Reproduce every line of the records below, requests included, and increase each coordinate in the answers by 148. Leave the requests and their sample points unchanged.

**Records for position identification**
═══
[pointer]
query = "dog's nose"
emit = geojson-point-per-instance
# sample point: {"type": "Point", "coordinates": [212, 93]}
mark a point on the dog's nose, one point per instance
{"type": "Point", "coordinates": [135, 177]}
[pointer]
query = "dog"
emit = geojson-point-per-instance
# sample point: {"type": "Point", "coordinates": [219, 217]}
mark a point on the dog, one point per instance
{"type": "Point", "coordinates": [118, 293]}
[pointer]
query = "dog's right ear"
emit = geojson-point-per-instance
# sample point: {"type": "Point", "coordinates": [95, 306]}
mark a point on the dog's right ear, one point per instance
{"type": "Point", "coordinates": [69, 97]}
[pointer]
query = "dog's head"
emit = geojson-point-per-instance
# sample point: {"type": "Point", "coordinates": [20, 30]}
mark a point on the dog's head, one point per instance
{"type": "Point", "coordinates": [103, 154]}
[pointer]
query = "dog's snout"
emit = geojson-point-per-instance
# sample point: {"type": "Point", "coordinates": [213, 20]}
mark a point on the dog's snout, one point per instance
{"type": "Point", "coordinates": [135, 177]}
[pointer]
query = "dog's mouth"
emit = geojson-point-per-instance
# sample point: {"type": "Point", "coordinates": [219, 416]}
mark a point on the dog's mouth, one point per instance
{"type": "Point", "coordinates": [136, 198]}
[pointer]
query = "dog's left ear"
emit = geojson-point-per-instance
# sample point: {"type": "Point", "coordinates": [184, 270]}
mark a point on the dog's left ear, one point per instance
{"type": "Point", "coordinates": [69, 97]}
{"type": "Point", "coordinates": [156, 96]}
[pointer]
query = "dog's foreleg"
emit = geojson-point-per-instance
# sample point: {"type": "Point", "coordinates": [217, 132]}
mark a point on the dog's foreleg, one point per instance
═══
**Full response**
[pointer]
query = "dog's nose"
emit = geojson-point-per-instance
# sample point: {"type": "Point", "coordinates": [212, 93]}
mark a point on the dog's nose, one point per instance
{"type": "Point", "coordinates": [283, 325]}
[pointer]
query = "dog"
emit = geojson-point-per-instance
# sample point: {"type": "Point", "coordinates": [219, 217]}
mark a point on the dog, one point per instance
{"type": "Point", "coordinates": [266, 441]}
[pointer]
query = "dog's right ear"
emit = geojson-point-per-instance
# sample point: {"type": "Point", "coordinates": [95, 306]}
mark a point on the dog's right ear, one point per instance
{"type": "Point", "coordinates": [217, 245]}
[pointer]
query = "dog's head"
emit = geojson-point-per-instance
# sample point: {"type": "Point", "coordinates": [20, 30]}
mark a point on the dog's head, one point per instance
{"type": "Point", "coordinates": [251, 302]}
[pointer]
query = "dog's snout"
emit = geojson-point-per-instance
# sample point: {"type": "Point", "coordinates": [213, 20]}
mark a point on the dog's snout, one point per instance
{"type": "Point", "coordinates": [283, 325]}
[pointer]
query = "dog's mouth"
emit = geojson-point-per-instance
# sample point: {"type": "Point", "coordinates": [219, 416]}
mark a point on the dog's mouth, one point per instance
{"type": "Point", "coordinates": [284, 346]}
[pointer]
query = "dog's left ear"
emit = geojson-point-per-instance
# sample point: {"type": "Point", "coordinates": [184, 270]}
mark a point on the dog's left ear, one point per instance
{"type": "Point", "coordinates": [217, 245]}
{"type": "Point", "coordinates": [304, 244]}
[pointer]
query = "dog's foreleg"
emit = geojson-point-per-instance
# sample point: {"type": "Point", "coordinates": [217, 132]}
mark a point on the dog's foreleg, one point per instance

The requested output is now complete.